Required tasks
- a) Please repeat the text about The Great Marquess, starting with "Construction of the" and going on through "its BR career.".
- b) According to the text about The Great Marquess, why were the new K3s not used to provide extra power on the West Highland line? Answer in one to three sentences.
- c) Resume the text about The Great Marquess from where it stops.

Preserved British 2-6-0 locomotive

LNER 3442 The Great Marquess is a member of the London and North Eastern Railway (LNER) Class K4 designed by Nigel Gresley for the steep grades of the West Highland Line. It was renumbered 1994 in the LNER's 1946 renumbering scheme, and then renumbered 61994 by British railways after the 1948 nationalisation of Britain's railways.

==Overview==

The North British Railway (NBR) West Highland line to Mallaig via Fort William presented many operating problems due to its steep gradients and severe curves, combined with very restrictive axle loading limits. At grouping in 1923, passenger services were being hauled by D34 'Glen' 4-4-0s due to the axle loading restrictions. Heavier stock had already entered service, and was already resulting in some double-heading of the D34s. An early proposal was to use the new K3s to provide extra power, but they would have been restricted from the Mallaig section of the line, and was vetoed completely by the Civil Engineer after K3 bridge tests were made.

Construction of the K4s began in 1937, and only 6 members of the class were built; 3442 was the second member of the class to be built. Named The Great Marquess in August 1938, after James Graham, 1st Marquess of Montrose, 3442 was mainly used on the Glasgow to Fort William stretch of the West Highland line. The K4s handled the gradients and continuous curves with ease, but they were not designed for the 20 miles of level track near Glasgow, and the 8.5 miles stretch alongside Loch Eil. Vibration at speed was a problem on these stretches, and the middle big-end would require regular nut tightening. After nationalisation more powerful engines found their way to Fort William and 61994 was moved down to Eastfield where it was to spend most of its BR career.

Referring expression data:
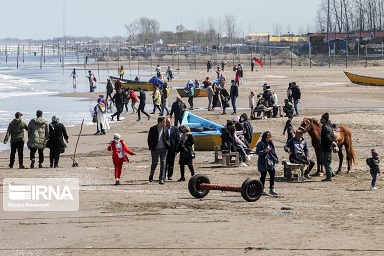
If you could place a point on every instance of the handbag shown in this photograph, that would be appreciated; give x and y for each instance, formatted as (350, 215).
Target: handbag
(189, 154)
(269, 164)
(94, 118)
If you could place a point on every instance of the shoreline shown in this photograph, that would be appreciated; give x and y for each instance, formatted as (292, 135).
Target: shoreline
(138, 210)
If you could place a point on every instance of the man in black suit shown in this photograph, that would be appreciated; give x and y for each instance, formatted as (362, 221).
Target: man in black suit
(158, 143)
(142, 98)
(178, 108)
(174, 139)
(118, 101)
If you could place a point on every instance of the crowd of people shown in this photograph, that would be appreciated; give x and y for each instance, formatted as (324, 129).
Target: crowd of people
(165, 140)
(41, 135)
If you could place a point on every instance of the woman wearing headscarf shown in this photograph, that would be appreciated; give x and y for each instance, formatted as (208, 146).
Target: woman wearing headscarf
(55, 142)
(186, 144)
(99, 111)
(267, 161)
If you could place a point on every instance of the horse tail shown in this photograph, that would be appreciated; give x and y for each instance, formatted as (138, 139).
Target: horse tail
(351, 154)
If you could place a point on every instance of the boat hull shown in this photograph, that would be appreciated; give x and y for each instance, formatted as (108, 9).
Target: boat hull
(133, 84)
(210, 134)
(365, 80)
(198, 93)
(206, 142)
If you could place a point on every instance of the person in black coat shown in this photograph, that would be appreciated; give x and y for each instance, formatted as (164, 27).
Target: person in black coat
(174, 139)
(178, 108)
(186, 144)
(327, 143)
(55, 142)
(158, 143)
(296, 96)
(142, 98)
(119, 102)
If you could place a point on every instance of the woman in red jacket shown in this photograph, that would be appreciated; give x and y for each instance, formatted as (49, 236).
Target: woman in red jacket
(134, 99)
(119, 155)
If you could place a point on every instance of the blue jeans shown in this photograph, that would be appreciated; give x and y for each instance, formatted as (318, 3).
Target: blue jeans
(326, 160)
(296, 106)
(155, 154)
(234, 104)
(374, 176)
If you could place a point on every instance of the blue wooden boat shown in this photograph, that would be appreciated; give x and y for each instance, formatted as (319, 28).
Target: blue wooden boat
(207, 133)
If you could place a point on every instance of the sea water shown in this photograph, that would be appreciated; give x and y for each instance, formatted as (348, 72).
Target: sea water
(32, 87)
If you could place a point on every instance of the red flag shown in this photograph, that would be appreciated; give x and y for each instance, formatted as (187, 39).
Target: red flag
(256, 60)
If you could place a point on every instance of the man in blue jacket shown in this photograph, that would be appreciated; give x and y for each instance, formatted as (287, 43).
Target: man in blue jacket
(299, 152)
(178, 108)
(234, 93)
(327, 142)
(158, 143)
(174, 139)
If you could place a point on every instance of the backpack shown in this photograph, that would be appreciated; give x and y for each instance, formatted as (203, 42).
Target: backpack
(249, 131)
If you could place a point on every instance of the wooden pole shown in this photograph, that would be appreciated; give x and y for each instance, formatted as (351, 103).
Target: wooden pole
(75, 164)
(17, 54)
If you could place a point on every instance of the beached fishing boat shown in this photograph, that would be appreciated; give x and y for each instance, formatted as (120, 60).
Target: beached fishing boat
(207, 133)
(134, 85)
(198, 92)
(366, 80)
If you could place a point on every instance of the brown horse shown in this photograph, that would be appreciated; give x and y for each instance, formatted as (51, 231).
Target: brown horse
(313, 128)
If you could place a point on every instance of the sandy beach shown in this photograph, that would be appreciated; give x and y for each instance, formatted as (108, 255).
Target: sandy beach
(342, 217)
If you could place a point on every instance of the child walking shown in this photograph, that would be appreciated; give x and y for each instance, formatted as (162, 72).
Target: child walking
(373, 163)
(289, 128)
(119, 155)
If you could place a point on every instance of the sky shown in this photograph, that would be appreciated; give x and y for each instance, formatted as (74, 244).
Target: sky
(46, 19)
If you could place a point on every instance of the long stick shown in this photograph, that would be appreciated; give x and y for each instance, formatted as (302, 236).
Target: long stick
(77, 142)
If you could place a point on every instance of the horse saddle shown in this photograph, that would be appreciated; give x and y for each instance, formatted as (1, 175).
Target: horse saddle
(336, 133)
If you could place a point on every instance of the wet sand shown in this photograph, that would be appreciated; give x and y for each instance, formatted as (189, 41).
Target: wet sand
(341, 217)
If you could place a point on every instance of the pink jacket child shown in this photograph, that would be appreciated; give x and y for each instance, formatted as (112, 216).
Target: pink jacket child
(133, 96)
(120, 153)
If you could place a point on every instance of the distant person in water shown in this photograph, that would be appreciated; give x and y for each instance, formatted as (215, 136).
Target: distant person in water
(92, 81)
(121, 72)
(74, 75)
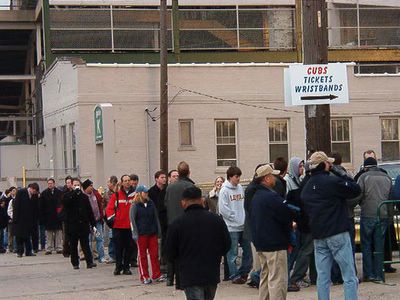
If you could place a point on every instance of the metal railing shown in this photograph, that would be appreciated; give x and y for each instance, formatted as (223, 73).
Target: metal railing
(379, 253)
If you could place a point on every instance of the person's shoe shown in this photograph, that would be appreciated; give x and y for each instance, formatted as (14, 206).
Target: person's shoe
(390, 269)
(92, 265)
(162, 278)
(293, 288)
(117, 272)
(147, 281)
(239, 280)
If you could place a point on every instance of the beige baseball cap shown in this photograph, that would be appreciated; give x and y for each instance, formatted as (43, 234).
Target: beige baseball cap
(266, 170)
(319, 157)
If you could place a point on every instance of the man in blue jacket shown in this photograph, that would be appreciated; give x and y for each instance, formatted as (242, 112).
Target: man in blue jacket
(324, 198)
(270, 227)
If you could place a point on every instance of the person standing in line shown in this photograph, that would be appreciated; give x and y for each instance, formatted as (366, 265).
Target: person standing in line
(120, 204)
(231, 208)
(12, 244)
(96, 202)
(197, 239)
(173, 176)
(146, 228)
(375, 187)
(79, 222)
(173, 197)
(271, 225)
(324, 198)
(112, 187)
(49, 209)
(68, 187)
(25, 217)
(157, 195)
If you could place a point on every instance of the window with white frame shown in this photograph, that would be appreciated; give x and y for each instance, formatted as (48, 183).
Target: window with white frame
(64, 147)
(185, 133)
(390, 138)
(278, 139)
(72, 135)
(341, 138)
(226, 140)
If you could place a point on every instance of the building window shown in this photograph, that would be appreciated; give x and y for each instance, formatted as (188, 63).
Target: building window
(341, 139)
(278, 139)
(226, 143)
(72, 135)
(64, 147)
(185, 133)
(390, 139)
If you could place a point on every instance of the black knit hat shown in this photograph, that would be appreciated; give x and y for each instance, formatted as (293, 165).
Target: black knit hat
(192, 193)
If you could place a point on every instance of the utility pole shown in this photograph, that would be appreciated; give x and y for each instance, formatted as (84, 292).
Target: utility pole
(163, 87)
(315, 51)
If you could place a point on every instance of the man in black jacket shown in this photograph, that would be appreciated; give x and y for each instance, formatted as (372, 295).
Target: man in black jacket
(270, 227)
(79, 222)
(197, 239)
(324, 198)
(49, 210)
(25, 218)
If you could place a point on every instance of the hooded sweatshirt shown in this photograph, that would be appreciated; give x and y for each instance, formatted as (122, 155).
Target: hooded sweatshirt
(293, 176)
(230, 206)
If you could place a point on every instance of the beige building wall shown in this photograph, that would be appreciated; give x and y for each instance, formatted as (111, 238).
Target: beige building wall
(132, 138)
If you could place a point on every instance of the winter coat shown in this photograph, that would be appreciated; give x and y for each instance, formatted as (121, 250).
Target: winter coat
(270, 221)
(324, 199)
(144, 219)
(79, 213)
(231, 206)
(25, 214)
(49, 208)
(375, 187)
(173, 197)
(197, 240)
(124, 202)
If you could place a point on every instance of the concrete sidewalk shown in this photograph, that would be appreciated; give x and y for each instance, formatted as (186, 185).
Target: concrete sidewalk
(52, 277)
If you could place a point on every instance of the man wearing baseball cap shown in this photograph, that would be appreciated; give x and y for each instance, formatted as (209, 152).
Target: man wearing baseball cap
(324, 199)
(270, 227)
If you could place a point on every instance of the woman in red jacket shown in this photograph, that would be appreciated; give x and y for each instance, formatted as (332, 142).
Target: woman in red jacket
(120, 204)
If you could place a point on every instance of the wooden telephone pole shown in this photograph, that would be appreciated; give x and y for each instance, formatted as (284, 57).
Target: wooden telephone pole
(163, 87)
(315, 51)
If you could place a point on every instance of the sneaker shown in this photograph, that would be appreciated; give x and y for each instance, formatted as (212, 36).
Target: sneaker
(302, 284)
(293, 288)
(147, 281)
(162, 278)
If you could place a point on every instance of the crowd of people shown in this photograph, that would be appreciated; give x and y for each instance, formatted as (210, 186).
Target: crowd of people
(293, 226)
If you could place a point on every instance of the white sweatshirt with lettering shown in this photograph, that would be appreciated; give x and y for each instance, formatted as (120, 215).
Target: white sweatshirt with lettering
(230, 205)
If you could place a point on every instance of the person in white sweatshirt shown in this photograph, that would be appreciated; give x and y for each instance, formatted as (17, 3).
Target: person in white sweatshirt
(230, 206)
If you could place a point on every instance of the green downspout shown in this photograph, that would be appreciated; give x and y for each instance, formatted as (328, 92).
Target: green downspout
(49, 57)
(175, 28)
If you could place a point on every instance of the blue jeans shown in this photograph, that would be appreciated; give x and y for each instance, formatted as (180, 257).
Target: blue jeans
(372, 241)
(206, 292)
(231, 256)
(111, 250)
(338, 248)
(99, 241)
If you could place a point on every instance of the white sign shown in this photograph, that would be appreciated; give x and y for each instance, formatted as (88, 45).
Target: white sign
(316, 84)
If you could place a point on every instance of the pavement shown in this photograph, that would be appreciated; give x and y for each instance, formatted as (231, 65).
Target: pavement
(52, 277)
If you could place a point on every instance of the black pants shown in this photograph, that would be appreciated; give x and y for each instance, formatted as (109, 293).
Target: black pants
(24, 242)
(84, 241)
(123, 248)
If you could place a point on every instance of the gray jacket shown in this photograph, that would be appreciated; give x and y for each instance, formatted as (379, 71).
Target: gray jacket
(375, 187)
(173, 197)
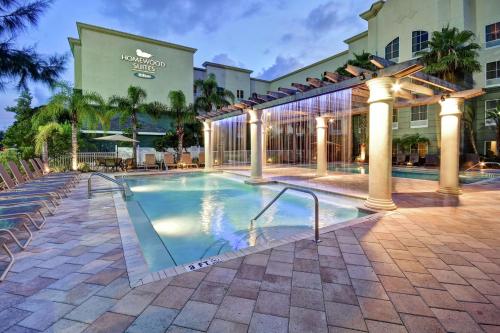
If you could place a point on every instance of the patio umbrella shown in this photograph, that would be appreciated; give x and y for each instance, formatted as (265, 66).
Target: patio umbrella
(116, 138)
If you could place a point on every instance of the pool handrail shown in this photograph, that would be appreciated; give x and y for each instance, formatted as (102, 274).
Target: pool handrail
(121, 187)
(298, 189)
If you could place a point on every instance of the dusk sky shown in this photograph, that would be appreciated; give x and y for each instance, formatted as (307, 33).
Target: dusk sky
(270, 37)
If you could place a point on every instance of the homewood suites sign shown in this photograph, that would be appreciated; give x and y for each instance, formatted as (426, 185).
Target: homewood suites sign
(143, 64)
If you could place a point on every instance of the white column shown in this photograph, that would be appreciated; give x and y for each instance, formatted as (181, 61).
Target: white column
(380, 148)
(450, 145)
(207, 136)
(256, 143)
(321, 154)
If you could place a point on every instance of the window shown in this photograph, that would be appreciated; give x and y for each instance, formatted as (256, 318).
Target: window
(419, 41)
(490, 105)
(392, 50)
(395, 115)
(418, 116)
(493, 34)
(490, 148)
(421, 149)
(493, 70)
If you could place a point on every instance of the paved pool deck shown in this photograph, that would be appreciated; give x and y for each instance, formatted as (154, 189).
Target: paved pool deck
(431, 266)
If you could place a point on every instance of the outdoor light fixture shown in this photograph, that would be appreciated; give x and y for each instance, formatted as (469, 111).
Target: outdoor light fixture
(396, 87)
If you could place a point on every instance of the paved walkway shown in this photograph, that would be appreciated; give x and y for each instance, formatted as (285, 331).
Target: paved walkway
(433, 266)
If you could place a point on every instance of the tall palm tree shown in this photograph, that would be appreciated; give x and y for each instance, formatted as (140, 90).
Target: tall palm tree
(23, 64)
(452, 54)
(494, 115)
(130, 106)
(468, 117)
(44, 132)
(80, 108)
(181, 114)
(212, 96)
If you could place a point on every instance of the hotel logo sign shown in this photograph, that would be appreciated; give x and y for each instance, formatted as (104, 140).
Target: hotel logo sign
(144, 64)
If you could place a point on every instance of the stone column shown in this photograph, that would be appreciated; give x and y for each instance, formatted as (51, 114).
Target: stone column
(207, 136)
(321, 147)
(256, 143)
(451, 111)
(380, 149)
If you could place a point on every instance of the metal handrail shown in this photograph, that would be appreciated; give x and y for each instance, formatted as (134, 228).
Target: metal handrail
(482, 164)
(89, 184)
(316, 208)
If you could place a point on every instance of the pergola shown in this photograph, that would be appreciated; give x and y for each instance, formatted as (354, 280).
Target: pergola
(377, 93)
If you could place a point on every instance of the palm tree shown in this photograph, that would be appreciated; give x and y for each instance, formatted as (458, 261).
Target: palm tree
(23, 64)
(181, 114)
(452, 54)
(80, 108)
(468, 117)
(212, 96)
(494, 115)
(360, 60)
(130, 106)
(44, 132)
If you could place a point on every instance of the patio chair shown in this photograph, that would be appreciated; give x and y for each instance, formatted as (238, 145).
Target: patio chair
(186, 161)
(16, 191)
(48, 178)
(39, 172)
(150, 161)
(22, 183)
(401, 158)
(414, 158)
(169, 161)
(7, 226)
(201, 159)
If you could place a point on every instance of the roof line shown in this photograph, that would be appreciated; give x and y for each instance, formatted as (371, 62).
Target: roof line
(96, 28)
(311, 65)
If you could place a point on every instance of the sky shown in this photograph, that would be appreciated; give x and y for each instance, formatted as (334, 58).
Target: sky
(270, 37)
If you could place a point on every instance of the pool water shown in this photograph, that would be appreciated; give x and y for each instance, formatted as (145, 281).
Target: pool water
(183, 218)
(420, 173)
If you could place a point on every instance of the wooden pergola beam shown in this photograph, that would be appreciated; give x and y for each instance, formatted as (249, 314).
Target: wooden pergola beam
(316, 83)
(300, 87)
(287, 91)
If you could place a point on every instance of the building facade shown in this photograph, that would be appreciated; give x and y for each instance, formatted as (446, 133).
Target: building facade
(109, 61)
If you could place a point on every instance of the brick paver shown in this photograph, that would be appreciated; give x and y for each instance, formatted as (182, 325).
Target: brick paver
(431, 266)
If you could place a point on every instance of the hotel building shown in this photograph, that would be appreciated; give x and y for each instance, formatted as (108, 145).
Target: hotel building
(108, 61)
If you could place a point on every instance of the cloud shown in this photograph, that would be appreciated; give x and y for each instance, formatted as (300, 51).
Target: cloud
(282, 65)
(224, 59)
(155, 17)
(329, 15)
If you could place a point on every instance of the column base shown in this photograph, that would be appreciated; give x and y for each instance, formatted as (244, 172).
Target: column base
(259, 181)
(380, 204)
(450, 190)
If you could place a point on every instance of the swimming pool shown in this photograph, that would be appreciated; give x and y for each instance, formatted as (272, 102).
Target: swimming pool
(414, 173)
(183, 218)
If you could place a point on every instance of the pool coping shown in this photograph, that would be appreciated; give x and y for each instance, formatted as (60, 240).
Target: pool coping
(138, 269)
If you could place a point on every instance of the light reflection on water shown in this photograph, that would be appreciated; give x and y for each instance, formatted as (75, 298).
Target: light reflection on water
(201, 215)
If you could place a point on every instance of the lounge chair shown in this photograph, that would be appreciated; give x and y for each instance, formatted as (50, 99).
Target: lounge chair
(201, 159)
(41, 184)
(168, 161)
(15, 191)
(187, 161)
(32, 175)
(150, 161)
(414, 158)
(7, 226)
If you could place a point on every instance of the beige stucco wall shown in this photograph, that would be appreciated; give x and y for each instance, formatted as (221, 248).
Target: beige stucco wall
(103, 70)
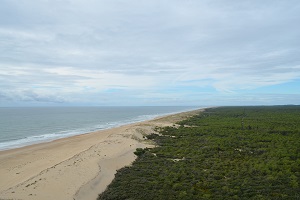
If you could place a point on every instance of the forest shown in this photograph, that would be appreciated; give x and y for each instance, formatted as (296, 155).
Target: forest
(222, 153)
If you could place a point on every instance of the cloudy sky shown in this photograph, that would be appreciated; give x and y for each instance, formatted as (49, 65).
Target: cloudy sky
(149, 52)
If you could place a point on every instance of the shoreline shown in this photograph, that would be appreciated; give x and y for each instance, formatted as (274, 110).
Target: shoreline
(71, 133)
(77, 167)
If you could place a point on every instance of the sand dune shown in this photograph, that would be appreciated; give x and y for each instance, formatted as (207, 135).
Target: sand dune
(78, 167)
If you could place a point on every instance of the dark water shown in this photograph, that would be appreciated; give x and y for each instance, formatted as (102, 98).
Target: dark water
(24, 126)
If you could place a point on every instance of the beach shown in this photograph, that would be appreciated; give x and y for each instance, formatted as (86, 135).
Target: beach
(78, 167)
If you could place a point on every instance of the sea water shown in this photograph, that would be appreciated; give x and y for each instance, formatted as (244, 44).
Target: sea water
(30, 125)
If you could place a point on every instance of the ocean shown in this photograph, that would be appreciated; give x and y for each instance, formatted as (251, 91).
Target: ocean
(22, 126)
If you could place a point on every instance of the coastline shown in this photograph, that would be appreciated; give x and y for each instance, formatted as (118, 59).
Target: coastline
(77, 167)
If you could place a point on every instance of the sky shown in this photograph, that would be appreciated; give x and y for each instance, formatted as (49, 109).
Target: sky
(154, 52)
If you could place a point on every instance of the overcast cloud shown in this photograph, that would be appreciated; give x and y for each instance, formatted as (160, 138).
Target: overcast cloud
(158, 52)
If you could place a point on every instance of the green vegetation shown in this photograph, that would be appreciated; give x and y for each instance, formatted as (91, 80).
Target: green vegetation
(222, 153)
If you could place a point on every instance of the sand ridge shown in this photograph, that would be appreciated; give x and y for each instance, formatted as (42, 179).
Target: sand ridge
(78, 167)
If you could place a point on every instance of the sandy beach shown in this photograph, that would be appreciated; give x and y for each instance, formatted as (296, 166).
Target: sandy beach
(78, 167)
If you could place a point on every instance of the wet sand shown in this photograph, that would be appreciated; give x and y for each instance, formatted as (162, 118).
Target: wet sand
(78, 167)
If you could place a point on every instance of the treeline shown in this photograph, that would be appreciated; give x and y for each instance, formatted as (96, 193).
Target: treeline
(222, 153)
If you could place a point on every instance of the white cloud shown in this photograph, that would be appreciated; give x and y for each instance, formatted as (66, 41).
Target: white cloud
(73, 49)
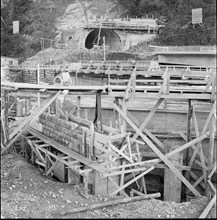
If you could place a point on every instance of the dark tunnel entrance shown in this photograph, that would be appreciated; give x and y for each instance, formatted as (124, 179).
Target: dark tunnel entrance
(112, 40)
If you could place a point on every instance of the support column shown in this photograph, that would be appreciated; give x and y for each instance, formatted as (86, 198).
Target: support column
(172, 184)
(211, 154)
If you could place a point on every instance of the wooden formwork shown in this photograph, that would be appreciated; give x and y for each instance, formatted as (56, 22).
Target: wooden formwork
(114, 153)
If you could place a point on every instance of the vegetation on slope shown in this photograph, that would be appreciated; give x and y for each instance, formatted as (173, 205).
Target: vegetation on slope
(38, 18)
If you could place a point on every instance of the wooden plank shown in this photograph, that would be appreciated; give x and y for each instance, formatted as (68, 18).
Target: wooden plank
(109, 203)
(67, 151)
(208, 207)
(155, 149)
(122, 174)
(147, 119)
(24, 125)
(116, 173)
(212, 111)
(200, 146)
(137, 123)
(166, 82)
(130, 182)
(51, 168)
(36, 152)
(116, 185)
(120, 152)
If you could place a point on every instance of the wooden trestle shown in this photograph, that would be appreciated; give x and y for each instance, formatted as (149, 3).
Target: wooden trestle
(106, 156)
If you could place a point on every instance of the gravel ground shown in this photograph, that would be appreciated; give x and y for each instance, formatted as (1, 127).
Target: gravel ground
(27, 193)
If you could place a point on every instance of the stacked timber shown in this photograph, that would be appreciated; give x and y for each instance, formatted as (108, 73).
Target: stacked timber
(14, 75)
(49, 76)
(64, 132)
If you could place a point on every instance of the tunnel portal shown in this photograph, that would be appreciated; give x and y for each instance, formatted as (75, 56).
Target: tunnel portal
(112, 40)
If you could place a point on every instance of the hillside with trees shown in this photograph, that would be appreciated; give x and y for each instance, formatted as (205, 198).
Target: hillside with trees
(38, 19)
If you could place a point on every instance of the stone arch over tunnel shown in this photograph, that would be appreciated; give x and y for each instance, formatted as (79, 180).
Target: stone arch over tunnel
(112, 39)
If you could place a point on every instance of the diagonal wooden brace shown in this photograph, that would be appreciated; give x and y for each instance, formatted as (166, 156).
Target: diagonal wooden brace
(23, 126)
(157, 151)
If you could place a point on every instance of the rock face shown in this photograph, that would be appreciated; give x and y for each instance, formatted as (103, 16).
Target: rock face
(75, 34)
(74, 16)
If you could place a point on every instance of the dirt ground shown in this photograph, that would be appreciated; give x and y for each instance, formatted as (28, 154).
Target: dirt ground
(27, 193)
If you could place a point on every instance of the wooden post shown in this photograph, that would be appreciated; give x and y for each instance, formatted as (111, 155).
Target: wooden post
(189, 116)
(116, 114)
(73, 177)
(172, 184)
(123, 122)
(78, 105)
(6, 107)
(38, 74)
(58, 107)
(211, 150)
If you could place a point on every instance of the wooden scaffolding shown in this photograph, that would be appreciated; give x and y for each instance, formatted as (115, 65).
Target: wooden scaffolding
(111, 157)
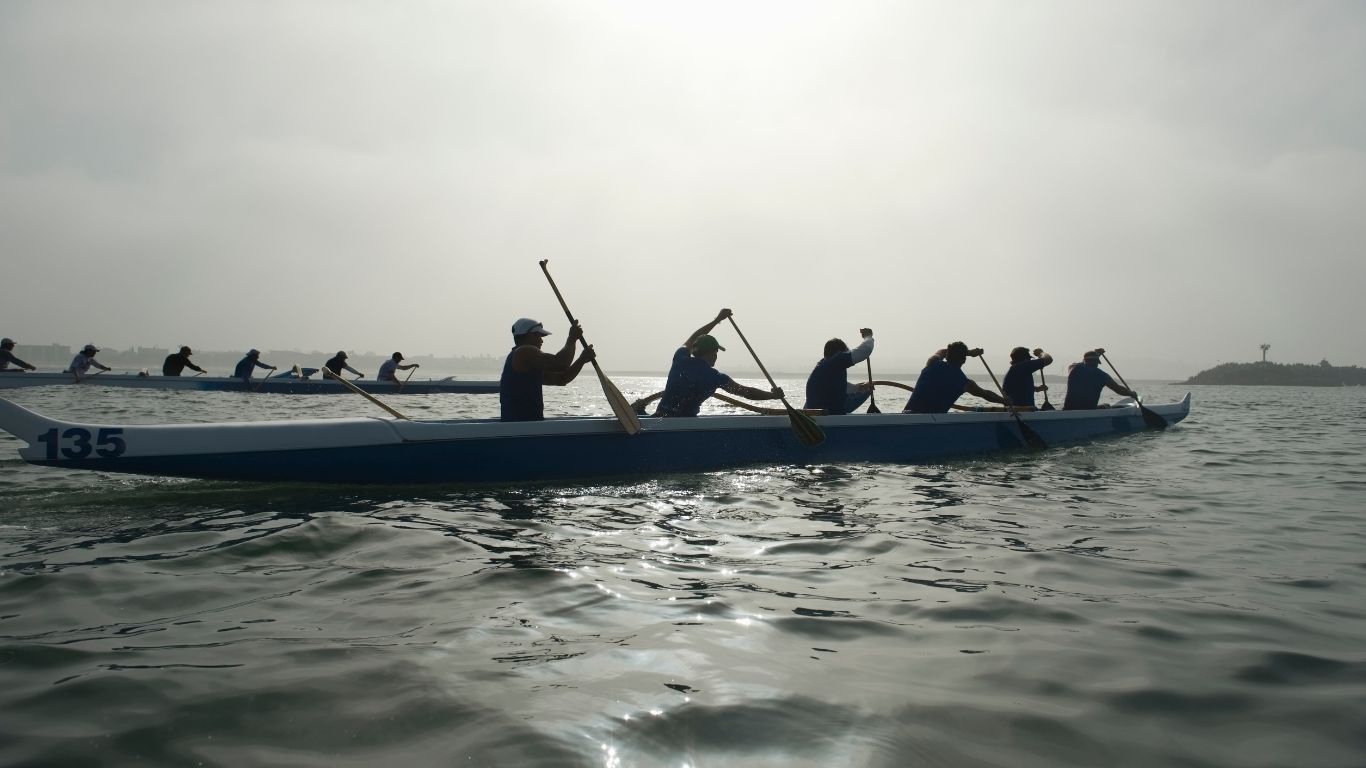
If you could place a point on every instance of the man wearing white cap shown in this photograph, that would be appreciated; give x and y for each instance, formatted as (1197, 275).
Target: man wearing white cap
(247, 365)
(693, 375)
(339, 362)
(527, 369)
(389, 368)
(84, 361)
(1085, 381)
(7, 357)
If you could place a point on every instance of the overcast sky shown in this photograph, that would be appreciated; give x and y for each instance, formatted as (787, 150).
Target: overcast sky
(1176, 182)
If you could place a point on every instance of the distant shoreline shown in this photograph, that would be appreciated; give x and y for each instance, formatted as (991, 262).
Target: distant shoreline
(1280, 375)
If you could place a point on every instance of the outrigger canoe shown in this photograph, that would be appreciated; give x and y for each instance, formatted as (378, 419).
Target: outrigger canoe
(377, 450)
(283, 384)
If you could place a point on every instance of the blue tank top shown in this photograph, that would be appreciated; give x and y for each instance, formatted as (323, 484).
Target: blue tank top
(939, 387)
(1083, 387)
(519, 394)
(828, 386)
(691, 381)
(1019, 381)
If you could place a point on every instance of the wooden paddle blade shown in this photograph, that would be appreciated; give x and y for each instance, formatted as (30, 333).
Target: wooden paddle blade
(807, 432)
(620, 406)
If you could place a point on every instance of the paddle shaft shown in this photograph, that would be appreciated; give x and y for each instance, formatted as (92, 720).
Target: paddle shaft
(757, 361)
(327, 373)
(1045, 388)
(1120, 376)
(807, 431)
(1149, 416)
(1032, 437)
(872, 398)
(622, 409)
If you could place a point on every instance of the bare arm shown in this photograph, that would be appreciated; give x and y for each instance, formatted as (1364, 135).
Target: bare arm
(985, 394)
(705, 330)
(865, 349)
(1120, 390)
(530, 358)
(562, 377)
(751, 392)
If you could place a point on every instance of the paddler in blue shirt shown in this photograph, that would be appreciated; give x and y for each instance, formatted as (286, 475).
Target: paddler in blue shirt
(175, 364)
(943, 381)
(84, 361)
(828, 386)
(389, 369)
(1019, 380)
(693, 376)
(338, 364)
(527, 369)
(247, 365)
(1085, 381)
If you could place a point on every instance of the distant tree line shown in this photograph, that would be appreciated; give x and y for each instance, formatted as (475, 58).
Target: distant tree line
(1286, 375)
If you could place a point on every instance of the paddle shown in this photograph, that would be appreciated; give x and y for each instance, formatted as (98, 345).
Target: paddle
(624, 414)
(1047, 405)
(1150, 418)
(1032, 437)
(760, 409)
(807, 432)
(327, 373)
(872, 399)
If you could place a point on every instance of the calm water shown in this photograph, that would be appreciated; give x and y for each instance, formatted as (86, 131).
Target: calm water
(1191, 597)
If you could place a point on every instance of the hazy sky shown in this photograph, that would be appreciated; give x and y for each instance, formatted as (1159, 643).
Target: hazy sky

Answers to this exercise
- a)
Construction of the K4s began in 1937, and only 6 members of the class were built; 3442 was the second member of the class to be built. Named The Great Marquess in August 1938, after James Graham, 1st Marquess of Montrose, 3442 was mainly used on the Glasgow to Fort William stretch of the West Highland line. The K4s handled the gradients and continuous curves with ease, but they were not designed for the 20 miles of level track near Glasgow, and the 8.5 miles stretch alongside Loch Eil. Vibration at speed was a problem on these stretches, and the middle big-end would require regular nut tightening. After nationalisation more powerful engines found their way to Fort William and 61994 was moved down to Eastfield where it was to spend most of its BR career.

- b) The K3s would have been restricted from the Mallaig section of the line. After K3 bridge tests were made, the Civil Engineer vetoed the proposal completely.

- c)
In 1959, 61994 and the other four members of the K4 class were transferred to Thornton Shed for use on goods trains until October 1961 when withdrawals began. 61994 was the last member of the class to be withdrawn in December 1961.

==Preservation==

61994 was bought from British Railways by Viscount Garnock and so began its long career in preservation. 61994 has had many mainline careers in preservation and has also been allocated to a number of heritage railways including the Severn Valley Railway, East Lancashire Railway, North Yorkshire Moors Railway and even at one point the Keighley & Worth Valley Railway, but it has also even travelled on routes she would never have gone in steam days including "The Settle and Carlisle line", Conwy Valley Line, North Wales Coast Line and even the West Coast and East Coast Main Lines. During its many mainline careers as well as returning to old haunts in Scotland on the West Highland Line it has also visited a number of places in preservation that the class would never have visited in steam days including Carlisle, Worcester, Barrow Hill, Blaenau Ffestiniog and many others.

Currently owned by John Cameron who also owns LNER A4 Pacific no 60009 Union of South Africa, both engines are usually based at Thornton, but recently both have seen major action around the North West of England allocated to Crewe hauling charter trains.

61994 was stored at the North Yorkshire Moors Railway after the expiry of its boiler certificate, but departed for Bo'ness on 21 September 2017, where from December it was displayed in the Museum of Scottish Railways. It is now placed in a museum in Fife, Scotland, built by and dedicated to its current owner, John Cameron, along with his other engine, LNER A4 Pacific no 60009 Union of South Africa.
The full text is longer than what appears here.